**EXERCISE INPUT**:
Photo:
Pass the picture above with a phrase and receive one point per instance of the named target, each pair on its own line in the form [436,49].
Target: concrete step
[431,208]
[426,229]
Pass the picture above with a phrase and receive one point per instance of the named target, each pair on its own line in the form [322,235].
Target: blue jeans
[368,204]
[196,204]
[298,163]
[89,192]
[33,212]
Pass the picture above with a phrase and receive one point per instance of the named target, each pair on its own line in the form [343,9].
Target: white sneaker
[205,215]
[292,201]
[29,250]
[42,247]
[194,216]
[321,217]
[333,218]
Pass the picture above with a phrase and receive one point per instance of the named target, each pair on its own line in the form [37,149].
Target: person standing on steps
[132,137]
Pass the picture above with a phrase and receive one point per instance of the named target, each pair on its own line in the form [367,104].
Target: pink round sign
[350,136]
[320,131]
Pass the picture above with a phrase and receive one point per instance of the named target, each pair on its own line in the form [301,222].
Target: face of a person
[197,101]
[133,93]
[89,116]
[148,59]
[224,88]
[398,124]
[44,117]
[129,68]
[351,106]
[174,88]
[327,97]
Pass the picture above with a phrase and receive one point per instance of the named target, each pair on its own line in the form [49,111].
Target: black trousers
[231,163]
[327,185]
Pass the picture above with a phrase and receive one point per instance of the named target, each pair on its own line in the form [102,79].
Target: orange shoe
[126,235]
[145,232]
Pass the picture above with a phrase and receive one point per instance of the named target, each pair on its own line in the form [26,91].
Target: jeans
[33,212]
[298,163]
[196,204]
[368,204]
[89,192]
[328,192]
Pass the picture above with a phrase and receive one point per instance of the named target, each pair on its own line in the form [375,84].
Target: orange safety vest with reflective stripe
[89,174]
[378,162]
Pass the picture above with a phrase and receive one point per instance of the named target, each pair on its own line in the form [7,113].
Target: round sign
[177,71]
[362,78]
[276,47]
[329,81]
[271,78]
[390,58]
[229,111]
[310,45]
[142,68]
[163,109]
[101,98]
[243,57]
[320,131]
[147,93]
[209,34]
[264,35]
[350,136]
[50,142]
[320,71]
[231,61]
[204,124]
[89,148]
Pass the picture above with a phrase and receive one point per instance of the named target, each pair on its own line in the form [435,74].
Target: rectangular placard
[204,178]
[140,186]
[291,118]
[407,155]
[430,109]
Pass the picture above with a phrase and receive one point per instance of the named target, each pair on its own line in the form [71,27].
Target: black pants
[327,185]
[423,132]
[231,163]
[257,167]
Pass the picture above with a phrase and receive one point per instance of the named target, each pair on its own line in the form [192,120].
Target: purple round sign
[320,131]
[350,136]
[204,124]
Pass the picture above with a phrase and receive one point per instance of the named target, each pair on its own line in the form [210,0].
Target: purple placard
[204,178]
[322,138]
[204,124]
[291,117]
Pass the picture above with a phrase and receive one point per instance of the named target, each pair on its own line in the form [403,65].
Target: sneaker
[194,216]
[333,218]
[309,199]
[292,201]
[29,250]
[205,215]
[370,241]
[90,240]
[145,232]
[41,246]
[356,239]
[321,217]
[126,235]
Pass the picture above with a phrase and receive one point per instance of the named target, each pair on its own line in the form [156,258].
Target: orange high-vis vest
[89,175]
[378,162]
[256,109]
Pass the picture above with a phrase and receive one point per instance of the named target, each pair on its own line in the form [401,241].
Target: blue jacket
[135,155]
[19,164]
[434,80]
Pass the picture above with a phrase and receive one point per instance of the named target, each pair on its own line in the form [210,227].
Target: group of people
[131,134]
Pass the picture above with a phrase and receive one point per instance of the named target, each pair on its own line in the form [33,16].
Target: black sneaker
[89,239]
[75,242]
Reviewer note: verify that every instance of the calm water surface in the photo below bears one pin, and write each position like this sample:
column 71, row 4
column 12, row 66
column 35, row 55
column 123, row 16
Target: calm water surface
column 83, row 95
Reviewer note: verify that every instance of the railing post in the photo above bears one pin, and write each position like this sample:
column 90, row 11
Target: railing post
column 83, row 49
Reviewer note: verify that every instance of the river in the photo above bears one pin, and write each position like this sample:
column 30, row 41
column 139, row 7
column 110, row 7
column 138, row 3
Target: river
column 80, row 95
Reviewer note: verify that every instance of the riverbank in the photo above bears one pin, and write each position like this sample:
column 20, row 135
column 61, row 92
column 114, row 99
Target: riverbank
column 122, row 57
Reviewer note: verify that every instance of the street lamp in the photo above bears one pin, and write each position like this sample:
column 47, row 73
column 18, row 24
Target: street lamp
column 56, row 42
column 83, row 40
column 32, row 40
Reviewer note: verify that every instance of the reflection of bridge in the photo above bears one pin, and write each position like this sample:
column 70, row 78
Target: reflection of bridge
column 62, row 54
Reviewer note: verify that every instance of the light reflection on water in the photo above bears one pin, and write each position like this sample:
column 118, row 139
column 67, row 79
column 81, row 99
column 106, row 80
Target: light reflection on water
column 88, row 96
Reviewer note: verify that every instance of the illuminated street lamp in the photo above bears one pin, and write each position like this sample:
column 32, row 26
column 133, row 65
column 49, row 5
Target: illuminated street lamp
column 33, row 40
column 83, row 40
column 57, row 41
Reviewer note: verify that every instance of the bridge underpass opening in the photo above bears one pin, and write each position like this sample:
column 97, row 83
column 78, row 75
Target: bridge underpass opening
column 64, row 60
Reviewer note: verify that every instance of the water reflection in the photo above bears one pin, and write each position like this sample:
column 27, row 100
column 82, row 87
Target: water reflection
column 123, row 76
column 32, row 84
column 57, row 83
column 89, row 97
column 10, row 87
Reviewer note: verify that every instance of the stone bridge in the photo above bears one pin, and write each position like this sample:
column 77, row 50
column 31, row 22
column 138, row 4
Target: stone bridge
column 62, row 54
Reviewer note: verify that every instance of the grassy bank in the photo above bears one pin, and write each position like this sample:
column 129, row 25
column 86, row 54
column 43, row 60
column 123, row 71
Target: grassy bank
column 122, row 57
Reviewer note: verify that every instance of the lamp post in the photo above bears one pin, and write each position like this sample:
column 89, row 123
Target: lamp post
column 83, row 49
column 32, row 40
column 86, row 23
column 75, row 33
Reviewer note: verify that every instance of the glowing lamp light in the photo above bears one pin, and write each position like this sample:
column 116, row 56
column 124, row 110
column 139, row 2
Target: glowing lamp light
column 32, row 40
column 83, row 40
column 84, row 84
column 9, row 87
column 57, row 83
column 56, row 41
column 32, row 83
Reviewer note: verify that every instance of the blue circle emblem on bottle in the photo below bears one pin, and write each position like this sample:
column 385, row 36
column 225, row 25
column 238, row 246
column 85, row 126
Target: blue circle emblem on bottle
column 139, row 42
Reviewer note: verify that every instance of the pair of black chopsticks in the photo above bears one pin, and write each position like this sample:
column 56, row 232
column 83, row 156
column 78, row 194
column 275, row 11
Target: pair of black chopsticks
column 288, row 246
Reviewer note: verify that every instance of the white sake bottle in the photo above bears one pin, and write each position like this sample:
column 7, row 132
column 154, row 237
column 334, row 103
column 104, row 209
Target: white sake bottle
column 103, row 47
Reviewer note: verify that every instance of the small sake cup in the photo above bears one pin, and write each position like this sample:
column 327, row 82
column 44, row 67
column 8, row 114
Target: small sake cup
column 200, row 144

--

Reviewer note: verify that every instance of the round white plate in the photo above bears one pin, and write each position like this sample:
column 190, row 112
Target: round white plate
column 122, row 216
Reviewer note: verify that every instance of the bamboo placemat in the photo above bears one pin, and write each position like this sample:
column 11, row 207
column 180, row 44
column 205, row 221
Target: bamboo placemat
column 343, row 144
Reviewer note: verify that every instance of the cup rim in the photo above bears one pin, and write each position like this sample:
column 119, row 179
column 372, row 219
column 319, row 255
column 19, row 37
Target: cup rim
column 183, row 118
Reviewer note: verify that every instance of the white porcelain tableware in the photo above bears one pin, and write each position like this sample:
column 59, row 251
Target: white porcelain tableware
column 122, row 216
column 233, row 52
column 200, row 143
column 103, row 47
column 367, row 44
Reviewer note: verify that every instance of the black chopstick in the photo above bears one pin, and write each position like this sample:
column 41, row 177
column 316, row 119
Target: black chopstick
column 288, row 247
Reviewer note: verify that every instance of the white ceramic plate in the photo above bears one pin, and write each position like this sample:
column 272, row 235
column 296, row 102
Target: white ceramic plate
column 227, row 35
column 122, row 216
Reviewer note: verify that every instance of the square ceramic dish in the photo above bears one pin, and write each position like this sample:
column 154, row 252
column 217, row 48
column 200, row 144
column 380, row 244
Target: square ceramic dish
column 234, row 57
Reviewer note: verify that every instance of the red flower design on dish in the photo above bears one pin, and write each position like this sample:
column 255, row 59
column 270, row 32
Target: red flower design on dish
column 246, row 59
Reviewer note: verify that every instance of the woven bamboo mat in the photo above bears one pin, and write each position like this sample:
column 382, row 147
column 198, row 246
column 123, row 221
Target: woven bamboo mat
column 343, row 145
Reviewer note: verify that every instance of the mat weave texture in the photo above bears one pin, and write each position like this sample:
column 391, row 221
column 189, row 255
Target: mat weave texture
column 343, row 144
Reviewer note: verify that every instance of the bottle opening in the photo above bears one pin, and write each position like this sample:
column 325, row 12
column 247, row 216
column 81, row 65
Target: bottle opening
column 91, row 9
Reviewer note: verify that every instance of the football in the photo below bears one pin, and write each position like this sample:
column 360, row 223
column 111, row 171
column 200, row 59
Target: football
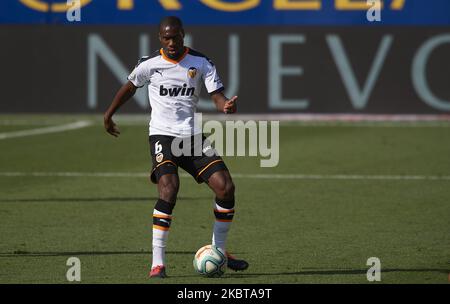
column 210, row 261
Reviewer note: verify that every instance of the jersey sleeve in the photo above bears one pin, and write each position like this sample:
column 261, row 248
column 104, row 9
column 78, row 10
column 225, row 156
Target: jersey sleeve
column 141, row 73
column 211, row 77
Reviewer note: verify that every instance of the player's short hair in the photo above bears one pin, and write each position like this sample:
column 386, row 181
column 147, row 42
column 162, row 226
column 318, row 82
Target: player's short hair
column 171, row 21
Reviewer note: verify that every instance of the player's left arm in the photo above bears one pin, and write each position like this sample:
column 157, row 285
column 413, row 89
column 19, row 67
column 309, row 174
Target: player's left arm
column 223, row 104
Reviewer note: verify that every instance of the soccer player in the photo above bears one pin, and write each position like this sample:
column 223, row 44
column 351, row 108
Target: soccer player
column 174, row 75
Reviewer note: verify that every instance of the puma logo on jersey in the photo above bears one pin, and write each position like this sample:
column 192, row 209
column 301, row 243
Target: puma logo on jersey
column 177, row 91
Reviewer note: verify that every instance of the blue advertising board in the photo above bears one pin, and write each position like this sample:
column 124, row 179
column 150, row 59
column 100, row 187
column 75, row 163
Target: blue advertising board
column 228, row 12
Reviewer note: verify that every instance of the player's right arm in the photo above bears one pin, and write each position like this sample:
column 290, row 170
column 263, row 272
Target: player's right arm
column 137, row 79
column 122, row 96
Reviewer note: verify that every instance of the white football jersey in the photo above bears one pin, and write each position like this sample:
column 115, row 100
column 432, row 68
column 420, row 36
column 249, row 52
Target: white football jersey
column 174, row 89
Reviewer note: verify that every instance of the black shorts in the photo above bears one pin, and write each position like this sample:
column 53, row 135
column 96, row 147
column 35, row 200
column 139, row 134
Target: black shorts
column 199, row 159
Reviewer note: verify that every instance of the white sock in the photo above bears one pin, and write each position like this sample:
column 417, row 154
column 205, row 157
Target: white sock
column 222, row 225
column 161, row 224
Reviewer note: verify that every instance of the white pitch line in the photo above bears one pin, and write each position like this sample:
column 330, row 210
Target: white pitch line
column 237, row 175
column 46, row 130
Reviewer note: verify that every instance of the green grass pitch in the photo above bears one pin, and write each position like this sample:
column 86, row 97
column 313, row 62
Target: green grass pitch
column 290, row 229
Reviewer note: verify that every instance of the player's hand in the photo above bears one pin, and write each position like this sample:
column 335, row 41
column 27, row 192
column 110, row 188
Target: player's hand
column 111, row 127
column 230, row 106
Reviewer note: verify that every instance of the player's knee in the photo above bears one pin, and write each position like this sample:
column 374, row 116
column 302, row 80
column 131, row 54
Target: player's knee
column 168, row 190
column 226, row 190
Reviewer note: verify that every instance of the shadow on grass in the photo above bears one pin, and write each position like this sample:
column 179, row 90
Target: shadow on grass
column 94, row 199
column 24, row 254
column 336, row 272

**ASSIGNED TASK**: Of the entries listed above, reproduce only the lines starting at the line containing "column 19, row 67" and ending at the line containing "Reviewer note: verify that every instance of the puma". Include both, exactly as they stand.

**ANSWER TO THIS TASK**:
column 19, row 67
column 309, row 174
Target: player's left arm
column 223, row 104
Reviewer note: verify that every instance of the soccer player in the photo above bears one pin, and write each position like this sample:
column 223, row 44
column 351, row 108
Target: soccer player
column 174, row 75
Reviewer note: verify that every instance of the puma logo on jersey in the photo above bears one pin, and write each position like this sample:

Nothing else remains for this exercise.